> **About this exercise**
In the entries that follow, which lines hold the string "exact"? List them.

===

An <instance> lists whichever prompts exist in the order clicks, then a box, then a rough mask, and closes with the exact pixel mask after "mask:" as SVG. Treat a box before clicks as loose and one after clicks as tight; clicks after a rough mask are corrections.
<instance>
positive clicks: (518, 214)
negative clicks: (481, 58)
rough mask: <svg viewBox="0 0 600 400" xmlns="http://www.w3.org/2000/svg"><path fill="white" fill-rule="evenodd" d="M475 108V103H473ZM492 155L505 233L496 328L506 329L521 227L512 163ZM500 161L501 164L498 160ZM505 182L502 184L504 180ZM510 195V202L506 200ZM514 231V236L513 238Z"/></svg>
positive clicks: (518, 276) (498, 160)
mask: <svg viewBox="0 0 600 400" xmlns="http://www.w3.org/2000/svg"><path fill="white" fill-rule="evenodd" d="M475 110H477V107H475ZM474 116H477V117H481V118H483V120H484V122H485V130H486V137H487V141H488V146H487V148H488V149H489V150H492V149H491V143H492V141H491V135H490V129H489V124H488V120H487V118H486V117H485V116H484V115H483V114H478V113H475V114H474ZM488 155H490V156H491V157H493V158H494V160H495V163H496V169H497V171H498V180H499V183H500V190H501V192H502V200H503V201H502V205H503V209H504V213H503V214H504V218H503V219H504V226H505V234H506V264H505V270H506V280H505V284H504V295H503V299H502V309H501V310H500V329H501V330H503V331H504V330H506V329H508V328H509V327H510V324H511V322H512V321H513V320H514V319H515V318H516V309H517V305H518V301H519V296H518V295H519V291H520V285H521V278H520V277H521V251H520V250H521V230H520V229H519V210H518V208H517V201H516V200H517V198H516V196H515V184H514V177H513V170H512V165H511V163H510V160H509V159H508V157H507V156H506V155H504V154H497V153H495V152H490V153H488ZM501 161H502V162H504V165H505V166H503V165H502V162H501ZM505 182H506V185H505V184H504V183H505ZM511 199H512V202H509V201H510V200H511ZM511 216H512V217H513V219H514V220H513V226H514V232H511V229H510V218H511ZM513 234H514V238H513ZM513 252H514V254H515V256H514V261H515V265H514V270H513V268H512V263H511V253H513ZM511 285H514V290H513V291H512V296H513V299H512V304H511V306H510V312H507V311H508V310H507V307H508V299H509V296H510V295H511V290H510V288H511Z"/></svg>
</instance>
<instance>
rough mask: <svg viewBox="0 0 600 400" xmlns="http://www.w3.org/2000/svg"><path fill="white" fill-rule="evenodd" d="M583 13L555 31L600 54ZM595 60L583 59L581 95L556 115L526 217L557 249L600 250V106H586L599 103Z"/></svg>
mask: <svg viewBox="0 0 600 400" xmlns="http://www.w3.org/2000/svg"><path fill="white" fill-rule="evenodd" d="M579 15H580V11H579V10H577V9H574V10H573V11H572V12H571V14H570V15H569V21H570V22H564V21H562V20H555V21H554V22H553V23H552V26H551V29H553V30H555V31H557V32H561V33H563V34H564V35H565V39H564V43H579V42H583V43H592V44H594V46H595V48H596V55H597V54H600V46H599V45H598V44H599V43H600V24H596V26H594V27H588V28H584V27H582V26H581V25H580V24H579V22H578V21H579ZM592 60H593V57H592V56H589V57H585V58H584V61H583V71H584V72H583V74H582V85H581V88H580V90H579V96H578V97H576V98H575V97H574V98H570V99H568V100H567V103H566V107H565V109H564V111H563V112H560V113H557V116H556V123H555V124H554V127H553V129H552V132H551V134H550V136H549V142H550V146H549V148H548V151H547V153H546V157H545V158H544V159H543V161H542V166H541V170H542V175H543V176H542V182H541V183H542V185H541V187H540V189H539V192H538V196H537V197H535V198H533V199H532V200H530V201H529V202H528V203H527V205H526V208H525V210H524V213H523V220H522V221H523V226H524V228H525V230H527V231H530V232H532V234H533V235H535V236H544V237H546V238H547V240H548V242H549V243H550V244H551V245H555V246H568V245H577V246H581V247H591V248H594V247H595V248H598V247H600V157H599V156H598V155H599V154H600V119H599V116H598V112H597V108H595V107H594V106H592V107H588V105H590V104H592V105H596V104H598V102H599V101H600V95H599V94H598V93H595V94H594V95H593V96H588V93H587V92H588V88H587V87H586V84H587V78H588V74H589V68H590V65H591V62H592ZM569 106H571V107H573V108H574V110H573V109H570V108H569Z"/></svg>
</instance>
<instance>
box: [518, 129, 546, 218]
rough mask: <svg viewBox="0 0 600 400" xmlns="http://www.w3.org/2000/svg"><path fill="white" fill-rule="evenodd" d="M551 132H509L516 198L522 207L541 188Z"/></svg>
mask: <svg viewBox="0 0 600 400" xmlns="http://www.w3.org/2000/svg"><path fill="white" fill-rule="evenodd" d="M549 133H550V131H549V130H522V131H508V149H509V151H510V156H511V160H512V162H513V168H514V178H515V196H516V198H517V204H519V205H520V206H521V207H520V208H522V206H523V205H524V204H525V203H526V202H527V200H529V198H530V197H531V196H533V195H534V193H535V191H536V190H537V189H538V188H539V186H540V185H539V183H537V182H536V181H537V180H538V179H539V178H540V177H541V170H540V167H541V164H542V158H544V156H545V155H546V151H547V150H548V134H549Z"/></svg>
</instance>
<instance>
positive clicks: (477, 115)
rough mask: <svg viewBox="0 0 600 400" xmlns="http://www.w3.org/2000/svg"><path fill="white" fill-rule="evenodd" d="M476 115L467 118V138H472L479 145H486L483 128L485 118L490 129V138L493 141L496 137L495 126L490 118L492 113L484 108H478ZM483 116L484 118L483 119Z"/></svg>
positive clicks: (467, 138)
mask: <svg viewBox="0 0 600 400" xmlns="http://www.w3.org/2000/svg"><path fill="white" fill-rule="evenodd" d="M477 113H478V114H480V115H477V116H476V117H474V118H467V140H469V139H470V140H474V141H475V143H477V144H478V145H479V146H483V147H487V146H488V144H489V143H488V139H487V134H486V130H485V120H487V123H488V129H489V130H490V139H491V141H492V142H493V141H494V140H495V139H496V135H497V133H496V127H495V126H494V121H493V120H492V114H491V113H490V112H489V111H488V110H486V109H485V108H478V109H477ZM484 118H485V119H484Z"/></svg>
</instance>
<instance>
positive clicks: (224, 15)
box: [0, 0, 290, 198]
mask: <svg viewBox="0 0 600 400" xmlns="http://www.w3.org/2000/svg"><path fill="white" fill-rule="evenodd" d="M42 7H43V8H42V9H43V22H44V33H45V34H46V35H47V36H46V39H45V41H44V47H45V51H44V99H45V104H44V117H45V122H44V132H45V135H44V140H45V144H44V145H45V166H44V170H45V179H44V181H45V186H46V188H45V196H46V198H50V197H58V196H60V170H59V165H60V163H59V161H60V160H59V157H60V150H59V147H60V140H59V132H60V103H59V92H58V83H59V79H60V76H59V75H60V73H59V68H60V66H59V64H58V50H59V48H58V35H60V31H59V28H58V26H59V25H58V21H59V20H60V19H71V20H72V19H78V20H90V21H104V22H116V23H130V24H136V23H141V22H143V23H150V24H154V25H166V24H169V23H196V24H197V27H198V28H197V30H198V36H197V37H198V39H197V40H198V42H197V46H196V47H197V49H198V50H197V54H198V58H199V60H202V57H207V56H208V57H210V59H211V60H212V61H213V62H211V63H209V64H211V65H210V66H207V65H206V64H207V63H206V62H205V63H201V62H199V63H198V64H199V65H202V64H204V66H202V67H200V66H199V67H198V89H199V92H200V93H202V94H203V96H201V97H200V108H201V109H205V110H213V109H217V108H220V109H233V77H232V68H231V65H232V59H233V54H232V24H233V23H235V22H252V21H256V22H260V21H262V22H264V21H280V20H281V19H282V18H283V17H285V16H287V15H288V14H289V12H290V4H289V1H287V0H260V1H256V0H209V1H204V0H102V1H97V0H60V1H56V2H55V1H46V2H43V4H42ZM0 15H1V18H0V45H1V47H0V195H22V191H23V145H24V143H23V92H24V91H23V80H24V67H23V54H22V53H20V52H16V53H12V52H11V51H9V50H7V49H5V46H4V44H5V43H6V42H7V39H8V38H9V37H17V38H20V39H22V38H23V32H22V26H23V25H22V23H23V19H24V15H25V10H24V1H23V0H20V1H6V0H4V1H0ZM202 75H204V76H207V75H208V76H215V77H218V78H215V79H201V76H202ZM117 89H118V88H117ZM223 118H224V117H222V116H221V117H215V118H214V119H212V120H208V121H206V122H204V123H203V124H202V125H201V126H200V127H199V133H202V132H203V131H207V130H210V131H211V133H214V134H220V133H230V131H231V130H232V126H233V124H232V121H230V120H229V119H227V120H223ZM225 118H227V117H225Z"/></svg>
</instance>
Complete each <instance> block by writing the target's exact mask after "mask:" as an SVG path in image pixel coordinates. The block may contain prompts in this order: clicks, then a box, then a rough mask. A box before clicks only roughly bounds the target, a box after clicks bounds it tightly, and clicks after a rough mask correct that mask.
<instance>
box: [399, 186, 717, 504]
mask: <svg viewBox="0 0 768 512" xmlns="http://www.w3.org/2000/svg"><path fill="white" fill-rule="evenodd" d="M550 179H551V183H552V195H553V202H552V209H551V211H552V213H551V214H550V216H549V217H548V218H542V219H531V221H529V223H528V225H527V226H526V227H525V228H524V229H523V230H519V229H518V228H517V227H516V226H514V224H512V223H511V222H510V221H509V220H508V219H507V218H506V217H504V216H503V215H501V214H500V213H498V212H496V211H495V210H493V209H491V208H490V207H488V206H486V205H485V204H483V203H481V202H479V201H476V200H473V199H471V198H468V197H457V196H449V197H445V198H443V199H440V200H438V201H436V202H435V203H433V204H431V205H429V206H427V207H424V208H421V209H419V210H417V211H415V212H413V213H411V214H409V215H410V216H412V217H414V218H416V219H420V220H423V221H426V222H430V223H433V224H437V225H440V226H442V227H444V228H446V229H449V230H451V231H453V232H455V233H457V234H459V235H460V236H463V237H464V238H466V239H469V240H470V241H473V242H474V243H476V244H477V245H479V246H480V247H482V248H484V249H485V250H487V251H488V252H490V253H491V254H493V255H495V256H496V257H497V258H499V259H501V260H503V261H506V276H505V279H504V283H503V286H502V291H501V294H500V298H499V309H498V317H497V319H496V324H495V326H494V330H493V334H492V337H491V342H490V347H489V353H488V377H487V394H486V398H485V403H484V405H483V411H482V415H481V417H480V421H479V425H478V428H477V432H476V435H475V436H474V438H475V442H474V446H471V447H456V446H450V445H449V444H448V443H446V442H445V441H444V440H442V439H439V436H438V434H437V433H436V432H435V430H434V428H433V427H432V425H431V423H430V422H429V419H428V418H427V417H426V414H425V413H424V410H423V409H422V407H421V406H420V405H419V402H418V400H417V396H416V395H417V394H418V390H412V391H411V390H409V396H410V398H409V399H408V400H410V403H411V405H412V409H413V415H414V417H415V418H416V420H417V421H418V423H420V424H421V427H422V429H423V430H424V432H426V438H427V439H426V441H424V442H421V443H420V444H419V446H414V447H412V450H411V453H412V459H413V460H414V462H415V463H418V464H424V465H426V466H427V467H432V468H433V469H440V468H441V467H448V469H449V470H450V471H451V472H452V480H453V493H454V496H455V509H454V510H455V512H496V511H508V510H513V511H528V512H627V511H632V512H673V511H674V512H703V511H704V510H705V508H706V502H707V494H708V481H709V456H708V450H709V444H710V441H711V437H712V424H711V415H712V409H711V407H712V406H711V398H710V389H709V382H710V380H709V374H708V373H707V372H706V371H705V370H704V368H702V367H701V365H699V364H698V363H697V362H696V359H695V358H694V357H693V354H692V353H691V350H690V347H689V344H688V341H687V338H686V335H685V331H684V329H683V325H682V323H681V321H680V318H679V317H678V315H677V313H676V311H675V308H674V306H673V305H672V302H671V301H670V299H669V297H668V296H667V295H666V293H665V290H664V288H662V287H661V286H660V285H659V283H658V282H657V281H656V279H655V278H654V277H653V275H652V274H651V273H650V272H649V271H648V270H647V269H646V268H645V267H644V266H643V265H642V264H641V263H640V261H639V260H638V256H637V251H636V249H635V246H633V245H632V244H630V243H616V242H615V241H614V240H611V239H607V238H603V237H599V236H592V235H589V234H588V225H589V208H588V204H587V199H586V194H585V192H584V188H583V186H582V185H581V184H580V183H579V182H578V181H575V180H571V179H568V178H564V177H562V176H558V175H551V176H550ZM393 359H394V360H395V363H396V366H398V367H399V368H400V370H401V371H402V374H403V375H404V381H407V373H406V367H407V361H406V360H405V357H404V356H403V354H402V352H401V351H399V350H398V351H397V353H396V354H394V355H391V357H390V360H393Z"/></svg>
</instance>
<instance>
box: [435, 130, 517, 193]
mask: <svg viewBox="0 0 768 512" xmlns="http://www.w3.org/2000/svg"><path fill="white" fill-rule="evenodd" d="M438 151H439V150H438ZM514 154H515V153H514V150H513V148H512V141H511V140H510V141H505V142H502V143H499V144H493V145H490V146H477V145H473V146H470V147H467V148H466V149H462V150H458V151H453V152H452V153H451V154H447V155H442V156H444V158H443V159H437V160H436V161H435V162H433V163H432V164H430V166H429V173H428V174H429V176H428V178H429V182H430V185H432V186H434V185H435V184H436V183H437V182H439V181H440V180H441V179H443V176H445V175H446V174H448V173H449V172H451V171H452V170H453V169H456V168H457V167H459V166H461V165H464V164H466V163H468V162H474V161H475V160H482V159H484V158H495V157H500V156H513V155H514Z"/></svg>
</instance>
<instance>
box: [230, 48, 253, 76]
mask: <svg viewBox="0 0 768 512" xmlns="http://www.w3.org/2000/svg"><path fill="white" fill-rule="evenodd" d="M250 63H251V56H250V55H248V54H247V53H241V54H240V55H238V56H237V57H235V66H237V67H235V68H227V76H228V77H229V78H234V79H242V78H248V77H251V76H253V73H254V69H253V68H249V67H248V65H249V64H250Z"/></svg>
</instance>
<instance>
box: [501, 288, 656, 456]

===

> **Written solution**
An <instance> lists whichever prompts exist in the order clicks, then a box, then a rough mask, and closes with the exact pixel mask after "mask:" as SVG. Treat a box before clicks as loose and one after clicks as tight; clicks after a rough mask are corrections.
Complete each <instance> block by writing the target's exact mask after "mask:" as an SVG path in image pixel coordinates. The block may contain prompts in this order: clicks, then a box, then a rough mask. A box before clicks only roughly bounds the target, a box after clicks bounds it tightly, and clicks after a rough mask correct that mask.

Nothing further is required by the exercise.